## Records supplied
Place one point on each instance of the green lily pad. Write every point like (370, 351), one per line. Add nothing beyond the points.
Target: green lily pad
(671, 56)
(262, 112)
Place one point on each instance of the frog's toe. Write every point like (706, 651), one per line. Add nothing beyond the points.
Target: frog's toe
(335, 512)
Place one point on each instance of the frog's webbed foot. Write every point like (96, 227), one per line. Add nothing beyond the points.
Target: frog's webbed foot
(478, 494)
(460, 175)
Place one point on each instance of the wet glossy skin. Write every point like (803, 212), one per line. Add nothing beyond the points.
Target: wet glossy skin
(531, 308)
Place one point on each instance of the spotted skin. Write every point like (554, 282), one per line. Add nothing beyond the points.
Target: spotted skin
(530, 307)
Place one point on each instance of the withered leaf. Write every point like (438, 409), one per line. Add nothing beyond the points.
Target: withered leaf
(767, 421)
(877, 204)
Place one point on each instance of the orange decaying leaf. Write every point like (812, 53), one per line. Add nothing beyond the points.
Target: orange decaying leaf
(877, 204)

## Problem details
Each line of the listing should be retyped exactly, with nothing left out.

## Your response
Place one point on each instance of the green lily pad. Write every point like (370, 351), one per line. Add nothing beyond the points.
Target: green lily pad
(671, 56)
(262, 112)
Place one point on each instance of the frog's toe. Write every point like (706, 651), one per line. Add nothing beyond the points.
Target: frog's toe
(335, 512)
Place one point on each instance of the frog's webbed foot. Write every point like (96, 227), one per line. Add nothing beyond the points.
Target: frog's webbed foot
(478, 494)
(460, 175)
Place one point on each instance of the wet glossy skin. Write every point like (803, 212), one per line. Add nothing beyond the points.
Target: wet glossy skin
(531, 308)
Place one point on each instance of the spotted skin. Write every point like (554, 282), one per line. Add nothing beyond the points.
Target: spotted skin
(530, 307)
Place one point on each instance of the withered leaf. Write every point like (438, 409), one per line. Add nothing beyond the points.
Target: withered leaf
(767, 421)
(877, 204)
Place one point on each instance of the orange decaying leaf. Write every point like (812, 53), one per line. Add nothing beyond the points.
Target: orange decaying leaf
(877, 204)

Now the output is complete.